# [DATA LISTING]
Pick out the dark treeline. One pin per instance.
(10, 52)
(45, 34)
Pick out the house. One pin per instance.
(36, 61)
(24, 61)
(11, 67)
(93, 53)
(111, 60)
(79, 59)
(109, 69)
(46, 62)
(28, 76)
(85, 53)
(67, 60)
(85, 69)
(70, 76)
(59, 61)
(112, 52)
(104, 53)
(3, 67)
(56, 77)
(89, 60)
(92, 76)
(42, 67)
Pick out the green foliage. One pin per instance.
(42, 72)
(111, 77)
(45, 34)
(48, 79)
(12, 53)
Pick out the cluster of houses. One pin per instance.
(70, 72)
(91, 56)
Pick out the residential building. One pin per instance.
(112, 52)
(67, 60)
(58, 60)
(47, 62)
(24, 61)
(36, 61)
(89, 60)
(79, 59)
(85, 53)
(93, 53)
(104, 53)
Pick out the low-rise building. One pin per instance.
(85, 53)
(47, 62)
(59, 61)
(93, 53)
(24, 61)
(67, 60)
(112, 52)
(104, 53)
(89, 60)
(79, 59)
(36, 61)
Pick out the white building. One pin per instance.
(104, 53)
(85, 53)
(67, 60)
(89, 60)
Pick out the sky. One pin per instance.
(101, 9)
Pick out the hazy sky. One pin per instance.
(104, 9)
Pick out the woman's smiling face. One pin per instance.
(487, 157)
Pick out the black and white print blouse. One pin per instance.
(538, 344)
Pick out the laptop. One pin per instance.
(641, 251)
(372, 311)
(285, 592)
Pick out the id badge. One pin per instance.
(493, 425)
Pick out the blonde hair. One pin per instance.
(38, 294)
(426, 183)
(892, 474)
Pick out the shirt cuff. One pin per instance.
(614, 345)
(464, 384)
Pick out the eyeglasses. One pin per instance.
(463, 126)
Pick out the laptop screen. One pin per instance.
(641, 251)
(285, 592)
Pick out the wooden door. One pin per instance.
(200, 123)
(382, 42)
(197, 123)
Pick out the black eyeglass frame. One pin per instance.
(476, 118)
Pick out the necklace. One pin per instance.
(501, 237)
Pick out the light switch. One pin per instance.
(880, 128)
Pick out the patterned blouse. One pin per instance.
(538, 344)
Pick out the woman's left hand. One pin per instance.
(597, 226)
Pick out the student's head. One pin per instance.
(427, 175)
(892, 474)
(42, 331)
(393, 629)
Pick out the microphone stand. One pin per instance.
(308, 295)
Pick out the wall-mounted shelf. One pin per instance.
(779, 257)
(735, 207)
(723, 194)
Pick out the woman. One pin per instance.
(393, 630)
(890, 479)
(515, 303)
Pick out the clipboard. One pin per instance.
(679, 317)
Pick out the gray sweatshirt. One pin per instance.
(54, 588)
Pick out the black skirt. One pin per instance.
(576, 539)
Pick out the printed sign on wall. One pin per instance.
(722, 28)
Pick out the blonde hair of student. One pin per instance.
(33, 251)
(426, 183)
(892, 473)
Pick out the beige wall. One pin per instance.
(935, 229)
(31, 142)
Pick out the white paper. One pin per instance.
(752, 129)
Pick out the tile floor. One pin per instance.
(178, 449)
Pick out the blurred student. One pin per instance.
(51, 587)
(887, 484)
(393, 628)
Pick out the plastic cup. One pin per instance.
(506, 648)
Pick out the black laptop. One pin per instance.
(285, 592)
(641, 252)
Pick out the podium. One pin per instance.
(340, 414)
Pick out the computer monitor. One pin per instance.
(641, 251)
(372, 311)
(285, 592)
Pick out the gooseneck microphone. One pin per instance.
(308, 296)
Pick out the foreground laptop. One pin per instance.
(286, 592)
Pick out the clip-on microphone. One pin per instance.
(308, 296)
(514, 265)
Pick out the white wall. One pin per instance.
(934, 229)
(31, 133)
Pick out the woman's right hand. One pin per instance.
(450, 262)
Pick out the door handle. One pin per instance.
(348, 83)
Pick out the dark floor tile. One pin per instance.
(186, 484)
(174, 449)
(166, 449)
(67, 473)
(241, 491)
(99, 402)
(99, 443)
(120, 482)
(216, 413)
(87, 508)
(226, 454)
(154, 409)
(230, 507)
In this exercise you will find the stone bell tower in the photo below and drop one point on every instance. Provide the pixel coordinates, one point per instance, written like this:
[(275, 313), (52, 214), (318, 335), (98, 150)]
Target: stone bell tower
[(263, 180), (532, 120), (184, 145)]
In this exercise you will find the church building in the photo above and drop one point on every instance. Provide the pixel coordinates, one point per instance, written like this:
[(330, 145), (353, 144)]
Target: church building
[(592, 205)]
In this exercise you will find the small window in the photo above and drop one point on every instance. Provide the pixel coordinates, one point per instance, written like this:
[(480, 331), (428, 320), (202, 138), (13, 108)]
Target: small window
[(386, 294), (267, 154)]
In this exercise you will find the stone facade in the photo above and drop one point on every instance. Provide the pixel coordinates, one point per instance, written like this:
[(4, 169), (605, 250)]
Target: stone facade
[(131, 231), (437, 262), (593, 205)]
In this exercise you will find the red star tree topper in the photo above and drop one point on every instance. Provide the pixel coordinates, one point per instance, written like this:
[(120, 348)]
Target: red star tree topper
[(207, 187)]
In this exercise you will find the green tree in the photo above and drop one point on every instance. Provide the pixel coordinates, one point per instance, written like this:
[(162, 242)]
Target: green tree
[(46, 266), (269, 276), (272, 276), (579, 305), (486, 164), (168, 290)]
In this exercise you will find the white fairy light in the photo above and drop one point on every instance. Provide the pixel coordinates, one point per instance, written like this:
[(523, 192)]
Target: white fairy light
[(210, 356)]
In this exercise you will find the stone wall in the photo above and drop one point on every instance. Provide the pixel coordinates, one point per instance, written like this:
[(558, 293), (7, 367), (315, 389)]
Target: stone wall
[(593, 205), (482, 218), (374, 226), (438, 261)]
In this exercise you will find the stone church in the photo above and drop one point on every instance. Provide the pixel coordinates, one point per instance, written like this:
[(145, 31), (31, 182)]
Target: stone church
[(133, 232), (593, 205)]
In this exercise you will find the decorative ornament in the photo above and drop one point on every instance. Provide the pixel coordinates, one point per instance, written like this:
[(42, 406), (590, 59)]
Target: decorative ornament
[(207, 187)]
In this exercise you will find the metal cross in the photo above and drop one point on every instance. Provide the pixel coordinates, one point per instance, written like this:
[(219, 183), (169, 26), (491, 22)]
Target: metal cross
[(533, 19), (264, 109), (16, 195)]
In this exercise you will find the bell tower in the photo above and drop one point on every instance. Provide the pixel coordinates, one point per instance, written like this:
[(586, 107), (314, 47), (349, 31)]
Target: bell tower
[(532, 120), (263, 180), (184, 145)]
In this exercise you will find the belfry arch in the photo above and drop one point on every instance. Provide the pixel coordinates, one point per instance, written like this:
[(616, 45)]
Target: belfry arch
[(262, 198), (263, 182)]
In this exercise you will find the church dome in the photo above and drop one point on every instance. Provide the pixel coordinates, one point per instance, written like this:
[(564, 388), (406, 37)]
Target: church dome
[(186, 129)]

# [GIVEN REQUEST]
Rewrite the material above with "One pin per instance" changed to "One point per instance" wherever it occurs, keeping everything else as it is.

# [TASK ANSWER]
Pick out the dark treeline. One point per instance.
(10, 52)
(45, 34)
Pick out the house. One point per instance.
(36, 61)
(24, 61)
(11, 67)
(93, 53)
(111, 60)
(79, 59)
(109, 69)
(46, 62)
(28, 76)
(85, 53)
(67, 60)
(85, 69)
(70, 76)
(59, 61)
(112, 52)
(104, 53)
(3, 67)
(56, 77)
(89, 60)
(92, 76)
(42, 67)
Pick out the green foliage. One point per instance.
(42, 72)
(111, 77)
(45, 34)
(48, 79)
(12, 53)
Pick out the cluster of houses. One point per instance.
(70, 72)
(91, 56)
Pick out the residential building. One point per instance.
(112, 52)
(67, 60)
(58, 60)
(47, 62)
(24, 61)
(36, 61)
(89, 60)
(79, 59)
(85, 53)
(93, 53)
(104, 53)
Pick out the low-rise building. One point per instance.
(85, 53)
(47, 62)
(59, 61)
(93, 53)
(24, 61)
(67, 60)
(112, 52)
(104, 53)
(89, 60)
(79, 59)
(36, 61)
Pick out the white building. One point per instance.
(104, 53)
(85, 53)
(67, 60)
(89, 60)
Pick out the sky. One point per instance.
(101, 9)
Pick out the hazy sky. One point per instance.
(104, 9)
Pick out the woman's smiling face. One point per instance.
(487, 157)
Pick out the black and white print blouse. One point per instance.
(538, 344)
Pick out the laptop. One point per instance.
(641, 251)
(372, 311)
(285, 592)
Pick out the id badge. One point per instance.
(493, 425)
Pick out the blonde hair. One point per instance.
(38, 294)
(426, 183)
(892, 474)
Pick out the shirt cuff. One point per instance.
(614, 345)
(464, 384)
Pick out the eyeglasses. One point per instance.
(463, 126)
Pick out the laptop screen. One point per instance.
(641, 251)
(285, 592)
Pick out the wooden door. One point per instance.
(200, 123)
(382, 42)
(197, 123)
Pick out the black eyeglass frame. One point per instance.
(476, 118)
Pick out the necklace. One point per instance.
(501, 237)
Pick out the light switch. One point per instance.
(880, 128)
Pick out the patterned blouse. One point per instance.
(538, 344)
Pick out the woman's left hand. One point per instance.
(597, 226)
Pick out the student's head. One point per instance.
(427, 175)
(892, 474)
(42, 331)
(393, 629)
Pick out the microphone stand. One point per instance.
(308, 295)
Pick out the wall-mounted shelf. One point per instance.
(779, 257)
(735, 207)
(723, 194)
Pick out the woman. One point per instance.
(393, 630)
(890, 479)
(515, 303)
Pick out the clipboard. One point per instance.
(679, 317)
Pick out the gray sweatshirt. One point per instance.
(54, 588)
Pick out the black skirt. One point per instance.
(576, 539)
Pick out the printed sign on wall. One point per instance.
(722, 28)
Pick out the blonde hair of student. One point per instance.
(33, 251)
(426, 183)
(892, 473)
Pick out the beige wall. One point per instance.
(935, 229)
(31, 142)
Pick out the white paper. One point per instance.
(752, 129)
Pick out the tile floor. One point per instance.
(178, 449)
Pick out the blurred student. One point per instance.
(51, 587)
(887, 484)
(393, 628)
Pick out the plastic cup. One point per instance.
(506, 648)
Pick out the black laptop. One point per instance.
(285, 592)
(641, 252)
Pick out the podium. One point per instance.
(340, 414)
Pick out the computer monitor. One point per instance.
(641, 251)
(372, 311)
(285, 592)
Pick out the gooseneck microphone. One point per instance.
(308, 296)
Pick out the foreground laptop. One point per instance.
(286, 592)
Pick out the clip-on microphone. One point per instance.
(308, 296)
(514, 265)
Pick out the white wall. One point per instance.
(934, 229)
(31, 133)
Pick out the woman's right hand. One point per instance.
(450, 262)
Pick out the door handle. One point per instance.
(348, 83)
Pick out the dark floor tile. One point per instance.
(186, 484)
(174, 449)
(166, 449)
(67, 473)
(241, 491)
(99, 402)
(99, 443)
(120, 482)
(216, 413)
(87, 508)
(226, 454)
(154, 409)
(230, 507)
In this exercise you will find the stone bell tower in the photo below and drop one point on every instance. Provide the pixel coordinates, one point per instance, written like this:
[(275, 313), (52, 214), (318, 335), (98, 150)]
Target: stone bell tower
[(263, 180), (532, 120), (184, 145)]
In this exercise you will find the church building in the photo above and drop one point on every instance. Provide the pixel coordinates, one point per instance, written like this:
[(330, 145), (353, 144)]
Target: church building
[(592, 205)]
In this exercise you will find the small window in the photo above and drop one point on every instance. Provide the pixel coordinates, one point per instance, written like this:
[(480, 331), (428, 320), (202, 138), (13, 108)]
Target: small window
[(386, 294), (267, 154)]
In this exercise you will find the stone facade in the photo above and drop one point on every instance. Provide the pixel coordinates, one point per instance, written like this:
[(4, 169), (605, 250)]
Target: stone facade
[(131, 231), (437, 262), (593, 205)]
In this exercise you will find the red star tree topper in the photo above and drop one point on every instance. Provide the pixel coordinates, one point per instance, written like this:
[(120, 348)]
Target: red star tree topper
[(207, 187)]
In this exercise you will find the green tree in the photo above and drop one point on every instance. Provide the pixel coordinates, one point per instance, written like this:
[(162, 242)]
Target: green tree
[(46, 266), (269, 276), (272, 276), (579, 305), (486, 164), (168, 290)]
In this exercise you will find the white fairy light in the photo above and drop one point on every instance. Provide the pixel coordinates, one point per instance, written like this:
[(523, 192)]
Target: white fairy light
[(210, 356)]
In this exercise you will find the stone wall in the photo above and drop one point on every instance. Provide the pixel coordinates, one point per instance, written like this:
[(558, 293), (7, 367), (315, 389)]
Target: stone wall
[(593, 205), (482, 218), (374, 226), (438, 261)]
In this exercise you will find the stone church in the photo above and drop one point on every instance. Provide the pixel coordinates, one point per instance, written like this:
[(145, 31), (31, 182)]
Target: stone church
[(133, 232), (593, 205)]
In this exercise you will find the decorative ornament in the photo above and drop one point on every instance. Provide the pixel coordinates, one point per instance, written like this:
[(42, 406), (590, 59)]
Target: decorative ornament
[(207, 187)]
In this exercise you will find the metal cross in the photo above and drop one point on every instance. Provide the pixel coordinates, one point per instance, written like this:
[(219, 183), (169, 26), (491, 22)]
Target: metal cross
[(533, 19), (264, 109), (16, 195)]
In this exercise you will find the bell tower in the photo above and drop one point on every instance. Provide the pixel coordinates, one point per instance, written like this:
[(586, 107), (314, 47), (349, 31)]
Target: bell tower
[(532, 120), (263, 180), (184, 145)]
In this exercise you will find the belfry arch in the photo above and drop one point on every instance. Provide the pixel coordinates, one point per instance, written like this:
[(616, 45)]
Target: belfry arch
[(262, 198), (263, 182)]
In this exercise you will find the church dome in the photo above and drop one point on every instance. Provide the pixel coordinates, one point per instance, written like this:
[(564, 388), (406, 37)]
Target: church dome
[(186, 129)]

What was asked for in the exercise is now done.